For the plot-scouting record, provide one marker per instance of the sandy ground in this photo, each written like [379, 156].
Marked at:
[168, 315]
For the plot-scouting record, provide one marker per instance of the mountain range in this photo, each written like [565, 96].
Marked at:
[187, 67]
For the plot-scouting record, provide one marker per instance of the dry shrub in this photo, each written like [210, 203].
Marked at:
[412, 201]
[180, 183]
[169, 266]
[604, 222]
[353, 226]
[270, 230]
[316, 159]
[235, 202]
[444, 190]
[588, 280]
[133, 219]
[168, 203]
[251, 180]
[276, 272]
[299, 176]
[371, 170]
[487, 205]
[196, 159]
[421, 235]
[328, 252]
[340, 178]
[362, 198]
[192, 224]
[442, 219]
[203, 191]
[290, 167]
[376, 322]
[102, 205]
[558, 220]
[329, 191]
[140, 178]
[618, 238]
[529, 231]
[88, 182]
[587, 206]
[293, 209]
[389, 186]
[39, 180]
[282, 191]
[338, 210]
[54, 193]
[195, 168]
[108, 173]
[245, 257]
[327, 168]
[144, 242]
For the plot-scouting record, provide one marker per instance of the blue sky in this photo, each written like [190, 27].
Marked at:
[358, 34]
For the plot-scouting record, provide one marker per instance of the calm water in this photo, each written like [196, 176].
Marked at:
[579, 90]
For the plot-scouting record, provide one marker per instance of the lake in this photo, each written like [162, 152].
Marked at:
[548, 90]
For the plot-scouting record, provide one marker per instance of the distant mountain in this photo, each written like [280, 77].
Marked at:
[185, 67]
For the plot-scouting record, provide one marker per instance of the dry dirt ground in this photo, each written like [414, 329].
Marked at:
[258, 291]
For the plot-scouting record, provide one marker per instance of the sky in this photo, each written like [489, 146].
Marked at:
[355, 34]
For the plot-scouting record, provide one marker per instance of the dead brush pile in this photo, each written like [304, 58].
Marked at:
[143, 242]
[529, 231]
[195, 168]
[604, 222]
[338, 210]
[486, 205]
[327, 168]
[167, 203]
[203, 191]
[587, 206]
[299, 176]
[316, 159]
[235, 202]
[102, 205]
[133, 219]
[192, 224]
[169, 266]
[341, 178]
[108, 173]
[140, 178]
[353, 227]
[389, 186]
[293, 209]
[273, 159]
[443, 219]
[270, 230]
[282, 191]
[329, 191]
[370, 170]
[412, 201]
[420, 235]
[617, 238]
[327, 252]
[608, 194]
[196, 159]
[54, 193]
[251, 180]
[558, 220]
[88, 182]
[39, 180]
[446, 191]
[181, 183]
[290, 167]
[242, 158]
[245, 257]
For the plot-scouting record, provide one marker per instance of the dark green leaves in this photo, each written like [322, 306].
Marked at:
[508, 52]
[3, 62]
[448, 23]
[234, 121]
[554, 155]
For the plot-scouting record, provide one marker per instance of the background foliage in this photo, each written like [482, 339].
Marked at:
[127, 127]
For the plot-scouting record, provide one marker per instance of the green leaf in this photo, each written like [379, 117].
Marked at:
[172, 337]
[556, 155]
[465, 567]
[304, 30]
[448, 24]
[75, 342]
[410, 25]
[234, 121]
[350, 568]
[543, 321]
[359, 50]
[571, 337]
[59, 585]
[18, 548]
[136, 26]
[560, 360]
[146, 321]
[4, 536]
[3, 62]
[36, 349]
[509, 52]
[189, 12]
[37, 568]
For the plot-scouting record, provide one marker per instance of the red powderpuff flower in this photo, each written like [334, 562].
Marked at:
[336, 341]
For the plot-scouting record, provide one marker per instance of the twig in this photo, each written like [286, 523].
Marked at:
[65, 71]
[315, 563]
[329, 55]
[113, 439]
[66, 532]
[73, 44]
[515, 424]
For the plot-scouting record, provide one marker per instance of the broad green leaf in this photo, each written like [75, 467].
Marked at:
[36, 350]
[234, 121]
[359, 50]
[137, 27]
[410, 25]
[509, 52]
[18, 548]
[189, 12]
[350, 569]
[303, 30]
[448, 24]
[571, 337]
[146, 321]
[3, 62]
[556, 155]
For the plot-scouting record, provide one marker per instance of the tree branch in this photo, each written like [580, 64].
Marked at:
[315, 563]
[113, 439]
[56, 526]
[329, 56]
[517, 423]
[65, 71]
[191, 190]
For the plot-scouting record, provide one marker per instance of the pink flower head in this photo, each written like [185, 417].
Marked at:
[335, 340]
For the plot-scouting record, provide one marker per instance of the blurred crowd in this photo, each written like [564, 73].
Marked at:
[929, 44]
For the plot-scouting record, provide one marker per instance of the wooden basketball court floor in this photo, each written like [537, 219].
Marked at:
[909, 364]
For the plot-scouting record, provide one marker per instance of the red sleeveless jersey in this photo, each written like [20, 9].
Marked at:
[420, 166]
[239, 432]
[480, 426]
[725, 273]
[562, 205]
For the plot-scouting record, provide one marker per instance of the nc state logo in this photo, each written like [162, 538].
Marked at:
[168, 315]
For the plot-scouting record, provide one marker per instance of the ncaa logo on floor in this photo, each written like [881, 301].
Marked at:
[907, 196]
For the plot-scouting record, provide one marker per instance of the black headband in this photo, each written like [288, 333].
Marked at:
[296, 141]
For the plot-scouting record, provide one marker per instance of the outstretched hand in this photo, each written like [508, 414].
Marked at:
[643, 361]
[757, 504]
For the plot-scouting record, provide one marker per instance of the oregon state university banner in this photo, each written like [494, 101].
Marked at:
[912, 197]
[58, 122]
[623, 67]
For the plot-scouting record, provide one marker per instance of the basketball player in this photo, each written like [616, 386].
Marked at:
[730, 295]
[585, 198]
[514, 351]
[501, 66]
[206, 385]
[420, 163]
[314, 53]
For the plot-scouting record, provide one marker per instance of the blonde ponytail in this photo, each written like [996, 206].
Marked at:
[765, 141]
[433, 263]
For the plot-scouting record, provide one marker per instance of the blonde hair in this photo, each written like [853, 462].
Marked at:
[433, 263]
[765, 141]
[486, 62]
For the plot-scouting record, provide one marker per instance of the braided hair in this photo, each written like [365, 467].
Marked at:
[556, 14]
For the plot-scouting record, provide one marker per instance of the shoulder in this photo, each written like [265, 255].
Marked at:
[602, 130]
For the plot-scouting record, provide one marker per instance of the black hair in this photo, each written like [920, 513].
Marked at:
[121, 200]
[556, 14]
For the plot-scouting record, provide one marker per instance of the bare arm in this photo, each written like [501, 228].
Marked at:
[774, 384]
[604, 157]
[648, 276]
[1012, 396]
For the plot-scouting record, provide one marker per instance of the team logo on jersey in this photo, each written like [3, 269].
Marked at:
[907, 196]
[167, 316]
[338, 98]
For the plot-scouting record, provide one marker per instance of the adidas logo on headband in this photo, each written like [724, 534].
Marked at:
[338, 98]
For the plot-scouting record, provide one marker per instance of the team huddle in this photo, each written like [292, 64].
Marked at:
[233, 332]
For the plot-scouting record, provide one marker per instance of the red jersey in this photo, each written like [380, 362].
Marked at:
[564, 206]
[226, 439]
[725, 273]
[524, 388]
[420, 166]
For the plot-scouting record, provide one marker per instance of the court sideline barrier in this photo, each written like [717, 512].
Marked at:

### What you have to do
Copy out word for word the lines of the entries above, from the line holding "like [265, 255]." through the end of the entries, with both ends included.

### Task result
For the plot-scouting record, provide one marker per instance of the shoulder in this photo, each written like [265, 255].
Marked at:
[602, 130]
For the plot-scouting record, provide one marker per instance of the black hair in this photo, each written like [920, 513].
Marked at:
[121, 200]
[556, 14]
For the plot-scouting record, provide one marker per instance of the bare arm in this photo, each written like [501, 228].
Marked at:
[774, 384]
[604, 157]
[648, 276]
[1012, 396]
For the plot-scouting record, provide one marker per instance of the team logo on jersey in this photo, each written like [3, 269].
Marked at:
[907, 196]
[167, 316]
[338, 98]
For the plot-scouting record, provide one marker per instance of the adidas logo on headband in this photo, each written like [724, 534].
Marked at:
[338, 98]
For the plot-scouting record, provide one marker per instance of the team huddle in this photo, each written like [292, 64].
Marked at:
[233, 332]
For the plot-scouting record, provide one marker per instance of the red jersey in this photo, each written like [380, 362].
Marked at:
[564, 206]
[226, 439]
[725, 273]
[524, 388]
[420, 166]
For the plot-scouting record, provide one marker per instance of the court sideline barrier in this photo, each written like [717, 512].
Marked at:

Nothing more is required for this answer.